■ **The request**: Quote everything in the records from the very beginning down to the line containing "[850,381,1456,455]", including that line. Leave the pictures out of your answer.

■ **Data listing**:
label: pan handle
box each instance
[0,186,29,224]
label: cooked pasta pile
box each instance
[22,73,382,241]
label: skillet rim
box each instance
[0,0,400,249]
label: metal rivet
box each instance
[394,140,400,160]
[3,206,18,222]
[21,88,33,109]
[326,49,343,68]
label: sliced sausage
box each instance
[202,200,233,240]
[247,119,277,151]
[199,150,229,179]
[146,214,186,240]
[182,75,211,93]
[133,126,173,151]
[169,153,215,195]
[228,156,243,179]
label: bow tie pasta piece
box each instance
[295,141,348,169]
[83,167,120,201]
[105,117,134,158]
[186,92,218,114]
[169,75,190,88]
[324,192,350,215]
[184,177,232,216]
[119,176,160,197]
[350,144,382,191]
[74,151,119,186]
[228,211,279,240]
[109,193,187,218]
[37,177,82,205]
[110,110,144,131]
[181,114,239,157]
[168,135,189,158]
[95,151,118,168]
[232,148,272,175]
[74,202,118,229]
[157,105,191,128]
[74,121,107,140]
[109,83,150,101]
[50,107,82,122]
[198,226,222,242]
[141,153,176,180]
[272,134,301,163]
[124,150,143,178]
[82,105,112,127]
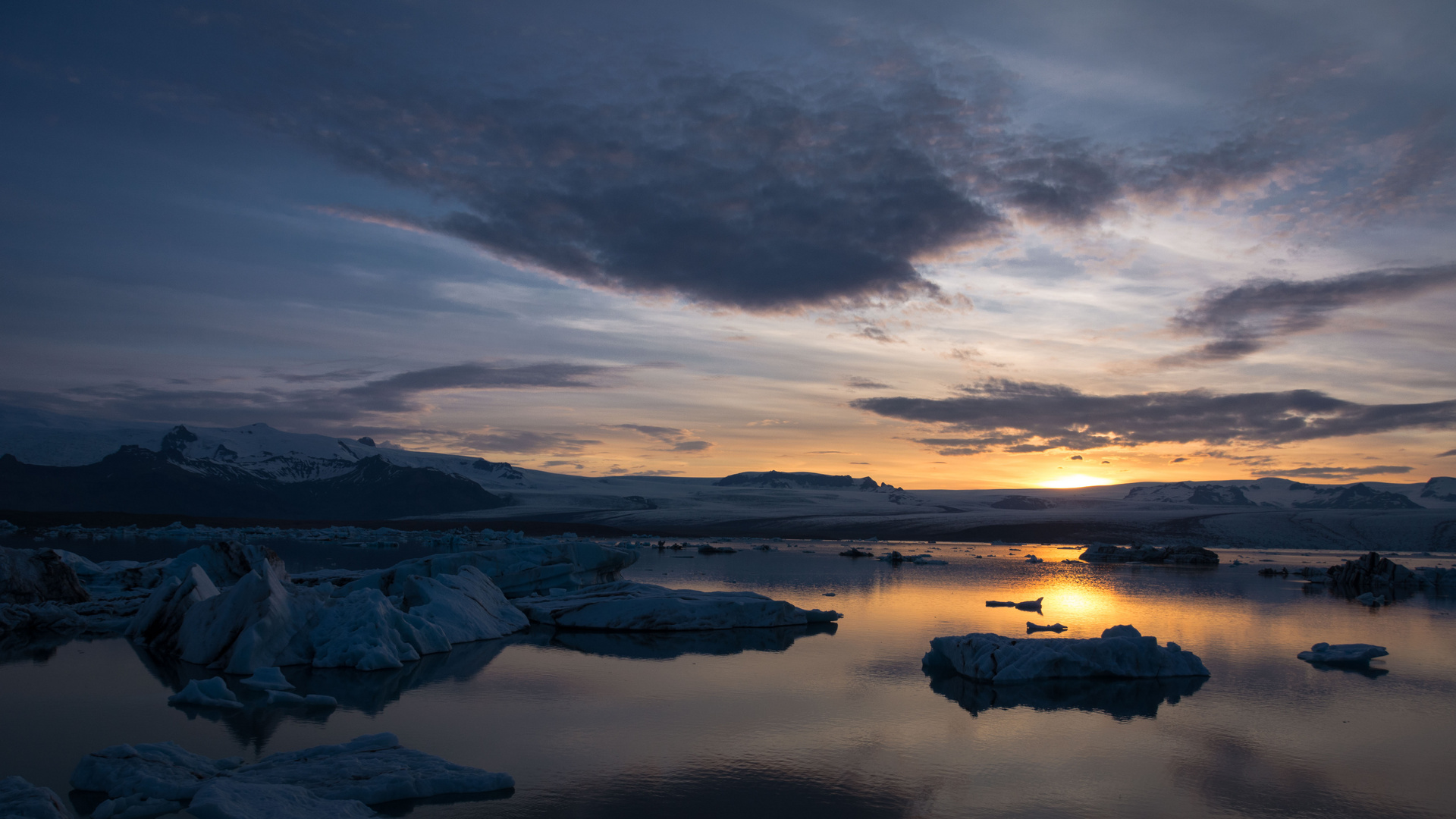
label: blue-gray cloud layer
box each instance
[1163,264,1456,364]
[850,381,1456,455]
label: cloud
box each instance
[460,430,601,451]
[1159,264,1456,366]
[0,362,632,427]
[268,370,378,383]
[601,424,714,452]
[850,379,1456,455]
[601,424,693,443]
[1255,466,1410,478]
[192,11,1385,312]
[339,362,620,413]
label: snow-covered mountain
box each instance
[0,408,1456,549]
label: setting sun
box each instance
[1041,475,1112,490]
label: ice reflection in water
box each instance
[0,544,1456,819]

■ **Exercise result**:
label: pan handle
box each instance
[0,186,29,224]
label: cooked pasta pile
box each instance
[22,73,382,241]
label: skillet rim
box each instance
[0,0,400,249]
label: metal rivet
box each instance
[394,140,400,160]
[3,206,18,222]
[21,88,33,109]
[326,49,343,68]
label: sliced sausage
box each instance
[202,200,233,240]
[247,119,277,151]
[199,150,229,179]
[146,214,186,240]
[182,75,211,93]
[133,126,173,151]
[169,153,215,195]
[228,156,243,179]
label: bow tie pasta piece
box each instance
[295,141,348,169]
[83,167,120,201]
[105,117,134,158]
[186,92,218,114]
[169,75,190,88]
[324,192,350,215]
[184,177,232,216]
[119,176,160,197]
[350,144,382,191]
[74,151,119,186]
[228,211,279,240]
[109,193,187,218]
[37,177,82,205]
[110,110,144,131]
[181,114,239,157]
[168,135,189,158]
[95,151,118,168]
[232,148,272,175]
[74,202,118,229]
[157,105,191,128]
[74,121,107,140]
[109,83,150,101]
[50,107,82,122]
[198,226,222,242]
[141,153,176,180]
[272,134,301,163]
[124,150,143,178]
[82,105,112,127]
label: blue-gray cloud layer
box each instance
[1163,264,1456,364]
[850,381,1456,455]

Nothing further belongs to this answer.